Entries supplied:
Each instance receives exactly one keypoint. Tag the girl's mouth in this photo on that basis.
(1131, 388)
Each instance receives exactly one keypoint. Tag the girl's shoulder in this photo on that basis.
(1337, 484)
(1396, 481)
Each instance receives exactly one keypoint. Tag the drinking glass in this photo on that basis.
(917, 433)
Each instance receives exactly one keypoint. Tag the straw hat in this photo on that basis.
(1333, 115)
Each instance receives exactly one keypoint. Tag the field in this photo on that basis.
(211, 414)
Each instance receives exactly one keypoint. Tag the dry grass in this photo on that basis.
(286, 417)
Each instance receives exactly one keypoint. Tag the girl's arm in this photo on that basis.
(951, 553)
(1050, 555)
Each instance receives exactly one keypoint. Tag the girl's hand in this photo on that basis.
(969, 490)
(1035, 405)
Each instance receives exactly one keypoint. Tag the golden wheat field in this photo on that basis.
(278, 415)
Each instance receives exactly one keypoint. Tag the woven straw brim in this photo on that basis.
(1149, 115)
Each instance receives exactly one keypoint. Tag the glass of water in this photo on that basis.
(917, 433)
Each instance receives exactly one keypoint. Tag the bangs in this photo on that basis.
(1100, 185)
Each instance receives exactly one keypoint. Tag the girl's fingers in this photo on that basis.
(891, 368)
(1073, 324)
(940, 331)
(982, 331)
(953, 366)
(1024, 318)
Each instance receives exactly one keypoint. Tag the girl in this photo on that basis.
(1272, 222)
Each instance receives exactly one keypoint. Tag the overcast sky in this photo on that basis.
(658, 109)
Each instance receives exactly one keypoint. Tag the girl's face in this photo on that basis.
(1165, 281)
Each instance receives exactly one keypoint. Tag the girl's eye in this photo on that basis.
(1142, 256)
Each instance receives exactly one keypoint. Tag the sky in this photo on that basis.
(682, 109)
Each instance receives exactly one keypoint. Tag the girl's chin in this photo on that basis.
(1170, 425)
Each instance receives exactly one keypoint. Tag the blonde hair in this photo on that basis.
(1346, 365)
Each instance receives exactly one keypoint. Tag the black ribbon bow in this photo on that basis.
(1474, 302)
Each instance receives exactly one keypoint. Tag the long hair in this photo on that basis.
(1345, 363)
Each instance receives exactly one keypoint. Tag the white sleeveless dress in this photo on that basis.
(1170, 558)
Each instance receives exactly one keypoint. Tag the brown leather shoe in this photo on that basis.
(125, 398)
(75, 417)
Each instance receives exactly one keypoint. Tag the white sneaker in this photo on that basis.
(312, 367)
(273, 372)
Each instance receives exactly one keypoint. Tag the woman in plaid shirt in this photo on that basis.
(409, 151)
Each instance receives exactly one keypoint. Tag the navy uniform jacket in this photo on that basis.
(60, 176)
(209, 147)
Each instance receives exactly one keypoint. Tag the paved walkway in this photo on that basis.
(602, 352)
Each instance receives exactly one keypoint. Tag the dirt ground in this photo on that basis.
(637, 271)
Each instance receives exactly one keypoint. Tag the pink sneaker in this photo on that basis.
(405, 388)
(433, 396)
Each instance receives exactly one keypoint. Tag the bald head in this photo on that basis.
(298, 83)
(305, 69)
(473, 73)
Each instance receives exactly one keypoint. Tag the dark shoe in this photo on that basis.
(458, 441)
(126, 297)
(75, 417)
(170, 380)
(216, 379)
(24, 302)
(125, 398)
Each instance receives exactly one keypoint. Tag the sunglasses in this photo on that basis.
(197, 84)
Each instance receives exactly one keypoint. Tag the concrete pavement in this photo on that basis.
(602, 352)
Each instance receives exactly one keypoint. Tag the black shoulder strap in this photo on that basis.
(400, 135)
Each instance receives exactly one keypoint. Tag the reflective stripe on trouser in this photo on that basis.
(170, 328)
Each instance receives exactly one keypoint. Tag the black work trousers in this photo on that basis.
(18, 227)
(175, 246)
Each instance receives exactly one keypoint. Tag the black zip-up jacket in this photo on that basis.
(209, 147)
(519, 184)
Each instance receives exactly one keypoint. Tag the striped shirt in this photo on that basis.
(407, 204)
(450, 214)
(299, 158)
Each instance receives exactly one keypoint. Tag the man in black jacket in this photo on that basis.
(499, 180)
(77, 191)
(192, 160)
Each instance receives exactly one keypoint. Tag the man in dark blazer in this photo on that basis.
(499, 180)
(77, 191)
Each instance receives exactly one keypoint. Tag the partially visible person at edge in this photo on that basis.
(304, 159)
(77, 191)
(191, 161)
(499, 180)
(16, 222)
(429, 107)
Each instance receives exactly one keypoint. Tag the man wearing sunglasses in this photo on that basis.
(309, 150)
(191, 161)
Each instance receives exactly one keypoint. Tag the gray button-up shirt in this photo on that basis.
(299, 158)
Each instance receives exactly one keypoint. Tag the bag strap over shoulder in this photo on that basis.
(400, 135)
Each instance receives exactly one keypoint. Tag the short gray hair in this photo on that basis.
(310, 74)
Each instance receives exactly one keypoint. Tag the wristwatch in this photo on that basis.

==

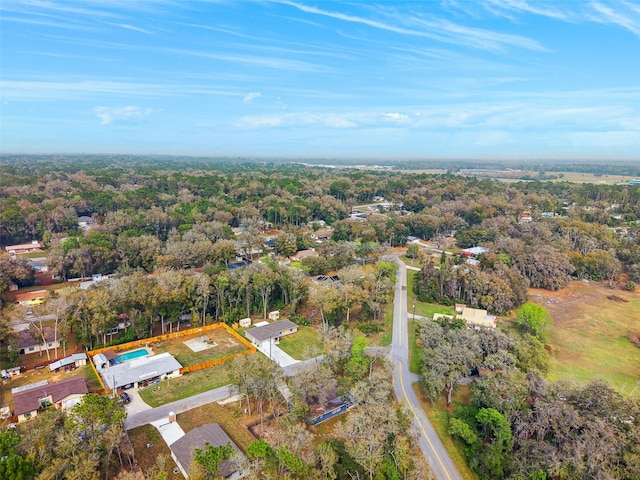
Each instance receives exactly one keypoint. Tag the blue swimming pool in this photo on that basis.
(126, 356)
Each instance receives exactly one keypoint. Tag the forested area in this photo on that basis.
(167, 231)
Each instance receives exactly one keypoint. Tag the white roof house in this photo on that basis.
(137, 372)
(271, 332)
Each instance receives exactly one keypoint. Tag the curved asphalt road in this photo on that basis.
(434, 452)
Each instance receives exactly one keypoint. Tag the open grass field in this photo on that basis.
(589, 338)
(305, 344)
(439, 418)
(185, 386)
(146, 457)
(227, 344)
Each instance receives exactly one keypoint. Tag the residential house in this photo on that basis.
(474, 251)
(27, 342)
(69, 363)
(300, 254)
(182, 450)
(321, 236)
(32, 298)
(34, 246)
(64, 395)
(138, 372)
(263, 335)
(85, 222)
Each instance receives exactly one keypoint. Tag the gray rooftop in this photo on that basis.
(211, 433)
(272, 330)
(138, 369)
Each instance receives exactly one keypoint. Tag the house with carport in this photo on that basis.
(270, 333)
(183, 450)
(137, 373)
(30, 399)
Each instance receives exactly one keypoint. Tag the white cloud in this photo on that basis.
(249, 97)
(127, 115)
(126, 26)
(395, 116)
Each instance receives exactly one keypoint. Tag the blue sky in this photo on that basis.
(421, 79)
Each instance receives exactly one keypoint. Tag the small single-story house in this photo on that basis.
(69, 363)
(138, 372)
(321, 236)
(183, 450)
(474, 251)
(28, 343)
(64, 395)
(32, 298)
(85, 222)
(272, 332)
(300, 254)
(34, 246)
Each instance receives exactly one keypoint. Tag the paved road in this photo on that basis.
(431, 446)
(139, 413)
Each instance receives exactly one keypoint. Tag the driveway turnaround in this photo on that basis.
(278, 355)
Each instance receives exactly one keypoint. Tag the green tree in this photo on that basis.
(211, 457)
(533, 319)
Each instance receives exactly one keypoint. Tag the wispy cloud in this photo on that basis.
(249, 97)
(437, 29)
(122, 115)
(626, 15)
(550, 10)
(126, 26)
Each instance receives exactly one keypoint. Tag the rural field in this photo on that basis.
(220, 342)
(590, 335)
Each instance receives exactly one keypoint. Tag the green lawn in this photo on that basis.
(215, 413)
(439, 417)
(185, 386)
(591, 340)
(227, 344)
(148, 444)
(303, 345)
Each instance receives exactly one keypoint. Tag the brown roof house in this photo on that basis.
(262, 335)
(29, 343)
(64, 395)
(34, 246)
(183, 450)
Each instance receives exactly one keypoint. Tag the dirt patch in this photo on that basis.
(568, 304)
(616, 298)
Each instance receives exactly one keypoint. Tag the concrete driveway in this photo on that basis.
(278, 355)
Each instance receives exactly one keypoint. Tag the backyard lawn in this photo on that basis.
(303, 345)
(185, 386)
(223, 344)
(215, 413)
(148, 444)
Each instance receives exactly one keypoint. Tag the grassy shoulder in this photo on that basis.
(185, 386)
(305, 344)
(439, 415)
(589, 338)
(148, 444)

The exercise: Pull every line from the listing above that contains the string "sunglasses". Case matters when matching.

Written solution:
Each instance receives exactly one keypoint. Tag the sunglasses in this photo on that basis.
Each instance receives exactly one keypoint. Tag the man wearing sunglasses in this photo on that basis.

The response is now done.